■ **Exercise**: Set down the material once more, exactly as it appears.

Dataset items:
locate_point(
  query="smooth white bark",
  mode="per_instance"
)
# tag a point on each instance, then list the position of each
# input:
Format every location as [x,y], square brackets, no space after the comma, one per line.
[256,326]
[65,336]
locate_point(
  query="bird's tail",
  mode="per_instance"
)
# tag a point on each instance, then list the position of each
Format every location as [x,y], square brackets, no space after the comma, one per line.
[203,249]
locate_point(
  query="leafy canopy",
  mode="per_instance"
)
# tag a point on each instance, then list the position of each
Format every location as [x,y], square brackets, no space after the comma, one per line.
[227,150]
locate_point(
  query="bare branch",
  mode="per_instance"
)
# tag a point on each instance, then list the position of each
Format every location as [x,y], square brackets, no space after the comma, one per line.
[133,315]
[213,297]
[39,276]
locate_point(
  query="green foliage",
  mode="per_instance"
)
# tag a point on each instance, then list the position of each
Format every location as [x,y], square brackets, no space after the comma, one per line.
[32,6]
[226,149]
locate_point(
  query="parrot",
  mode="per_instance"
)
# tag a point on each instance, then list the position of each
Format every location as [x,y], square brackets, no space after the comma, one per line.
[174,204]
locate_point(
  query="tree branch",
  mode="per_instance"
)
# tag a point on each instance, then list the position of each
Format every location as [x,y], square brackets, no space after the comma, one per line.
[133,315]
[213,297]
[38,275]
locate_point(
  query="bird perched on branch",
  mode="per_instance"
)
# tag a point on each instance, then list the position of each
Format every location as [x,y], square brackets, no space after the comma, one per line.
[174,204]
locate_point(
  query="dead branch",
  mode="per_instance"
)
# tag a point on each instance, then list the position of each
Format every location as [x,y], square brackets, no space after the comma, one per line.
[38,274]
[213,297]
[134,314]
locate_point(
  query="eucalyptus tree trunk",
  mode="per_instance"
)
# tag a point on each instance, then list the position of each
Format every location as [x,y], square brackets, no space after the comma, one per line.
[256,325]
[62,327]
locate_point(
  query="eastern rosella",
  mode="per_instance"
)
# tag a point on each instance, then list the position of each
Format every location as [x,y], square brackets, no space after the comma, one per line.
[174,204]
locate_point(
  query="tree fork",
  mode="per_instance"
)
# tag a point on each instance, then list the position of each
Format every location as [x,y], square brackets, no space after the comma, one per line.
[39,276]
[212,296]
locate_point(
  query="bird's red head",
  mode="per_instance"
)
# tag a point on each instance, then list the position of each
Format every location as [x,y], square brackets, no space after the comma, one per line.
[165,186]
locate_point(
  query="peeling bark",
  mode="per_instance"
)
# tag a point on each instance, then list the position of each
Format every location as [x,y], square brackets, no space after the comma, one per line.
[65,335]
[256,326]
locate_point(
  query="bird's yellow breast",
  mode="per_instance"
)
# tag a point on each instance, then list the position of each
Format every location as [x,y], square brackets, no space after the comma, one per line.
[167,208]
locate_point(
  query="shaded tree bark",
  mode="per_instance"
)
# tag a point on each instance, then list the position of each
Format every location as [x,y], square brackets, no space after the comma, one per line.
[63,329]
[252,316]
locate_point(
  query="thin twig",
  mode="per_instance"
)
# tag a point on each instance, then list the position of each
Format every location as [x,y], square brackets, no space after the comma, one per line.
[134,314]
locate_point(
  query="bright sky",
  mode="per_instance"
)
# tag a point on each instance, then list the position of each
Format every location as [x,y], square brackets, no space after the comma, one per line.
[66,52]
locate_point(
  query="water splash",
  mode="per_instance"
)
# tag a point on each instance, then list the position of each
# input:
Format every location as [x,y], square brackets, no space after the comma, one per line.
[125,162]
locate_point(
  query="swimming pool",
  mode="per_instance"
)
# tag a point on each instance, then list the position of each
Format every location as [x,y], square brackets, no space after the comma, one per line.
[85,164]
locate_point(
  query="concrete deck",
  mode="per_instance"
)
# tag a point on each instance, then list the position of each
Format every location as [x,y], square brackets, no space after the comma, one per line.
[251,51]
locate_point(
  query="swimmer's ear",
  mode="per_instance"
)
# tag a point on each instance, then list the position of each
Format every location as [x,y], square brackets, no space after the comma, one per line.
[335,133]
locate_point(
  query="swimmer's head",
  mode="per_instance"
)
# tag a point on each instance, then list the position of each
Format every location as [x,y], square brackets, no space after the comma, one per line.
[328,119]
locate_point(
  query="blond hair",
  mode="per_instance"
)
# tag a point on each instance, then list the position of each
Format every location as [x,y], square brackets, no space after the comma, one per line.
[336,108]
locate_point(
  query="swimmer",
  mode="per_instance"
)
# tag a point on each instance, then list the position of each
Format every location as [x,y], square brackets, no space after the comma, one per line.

■ **Completed exercise**:
locate_point(
  query="smooth white bark",
  mode="per_instance"
)
# tag a point on each instance, then list the position of each
# input:
Format every location as [x,y], square brackets, no space after the comma, one per line.
[256,326]
[65,336]
locate_point(
  query="bird's tail",
  mode="per_instance"
)
# tag a point on each instance, then list the position of each
Format every location as [x,y], square brackets, no space after the comma, one per line.
[203,249]
locate_point(
  query="leafy canopy",
  mode="per_instance"
)
# tag a point on each instance, then list the position of each
Format every location as [x,y], square brackets, no space after the comma, one per line.
[227,150]
locate_point(
  query="bare branch",
  mode="per_instance"
)
# tag a point on each instance, then list the position of each
Format every location as [x,y], square brackets, no space after the comma, one per line.
[133,315]
[213,297]
[39,276]
locate_point(
  query="green foliage",
  mode="per_instance"
)
# tag a point on each instance, then list the position of each
Format every location as [x,y], square brackets, no space after the comma, one per line.
[32,6]
[226,149]
locate_point(
  query="parrot",
  mode="per_instance"
)
# tag a point on each instance, then list the position of each
Format every location as [x,y], square brackets, no space after the comma, one per line.
[174,204]
locate_point(
  query="tree branch",
  mode="per_instance"
)
# tag a point on each instance, then list the position of each
Format every location as [x,y], square brackets, no space after the comma, one per line.
[133,315]
[213,297]
[38,275]
locate_point(
  query="bird perched on branch",
  mode="per_instance"
)
# tag a point on each instance, then list the position of each
Format every location as [x,y], square brackets, no space after the comma, one per line.
[174,204]
locate_point(
  query="dead branch",
  mode="per_instance"
)
# tag a point on each instance, then list the position of each
Format every location as [x,y], square brackets, no space after the comma, one per line.
[38,274]
[213,297]
[134,314]
locate_point(
  query="eucalyptus tree trunk",
  mode="per_instance"
)
# tag a point on each instance, then list the position of each
Format every location as [x,y], square brackets, no space after the comma, one per line.
[256,325]
[62,327]
locate_point(
  query="eastern rosella",
  mode="per_instance"
)
# tag a point on each instance, then list the position of each
Format every location as [x,y], square brackets, no space after the comma, one per line.
[174,204]
locate_point(
  query="tree fork",
  mode="per_instance"
)
# tag a point on each instance, then list the position of each
Format every location as [x,y], square brackets, no space after the comma, one per line.
[39,276]
[212,296]
locate_point(
  query="bird's red head",
  mode="per_instance"
)
# tag a point on each instance, then list the position of each
Format every location as [x,y], square brackets, no space after the comma, one per line.
[165,186]
locate_point(
  query="peeling bark",
  mode="per_instance"
)
# tag a point on each instance, then list the position of each
Format every location as [x,y], square brackets, no space after the comma, one per line.
[65,335]
[256,326]
locate_point(
  query="bird's yellow breast",
  mode="per_instance"
)
# tag a point on each instance, then list the position of each
Format every location as [x,y], square brackets, no space after the comma, one per line.
[167,208]
locate_point(
  query="shaded tree bark",
  mode="per_instance"
)
# tag a point on each instance, then list the position of each
Format every location as [x,y], square brackets, no space after the comma, one per line.
[63,329]
[252,316]
locate_point(
  query="thin twig",
  mode="per_instance"
)
# tag a point on each instance, then list the position of each
Format every location as [x,y], square brackets, no space after the comma, one per line.
[134,314]
locate_point(
  query="bright sky",
  mode="per_instance"
)
# tag a point on each instance, then list the position of each
Format every location as [x,y], square brackets, no space after the comma, one per line.
[66,52]
locate_point(
  query="water splash",
  mode="per_instance"
)
# tag a point on each instance, then list the position of each
# input:
Format every location as [x,y], square brackets, no space after the comma, one per line.
[125,162]
locate_point(
  query="swimming pool",
  mode="per_instance"
)
# tag a point on each instance, then list the position of each
Format every location as [x,y], square brackets, no space after the comma, one per line.
[85,164]
locate_point(
  query="concrete deck",
  mode="per_instance"
)
# tag a point on each instance, then list the position of each
Format every location as [x,y], square brackets, no space after the comma, one per line.
[251,51]
locate_point(
  query="swimmer's ear",
  mode="per_instance"
)
# tag a point on each instance, then list the position of each
Format every location as [x,y], square brackets, no space after the comma, one per line.
[335,133]
locate_point(
  query="swimmer's head",
  mode="per_instance"
)
# tag a point on each instance, then list the position of each
Format every location as [x,y], square brackets, no space after the comma, one per line.
[328,119]
locate_point(
  query="blond hair",
  mode="per_instance"
)
# tag a point on each instance, then list the position of each
Format every location as [x,y], square brackets, no space after the comma, one per line.
[336,108]
locate_point(
  query="swimmer",
  mode="per_instance"
)
# tag a point on each instance, then list the position of each
Format every location as [x,y], square brackets, no space after the comma, one per line.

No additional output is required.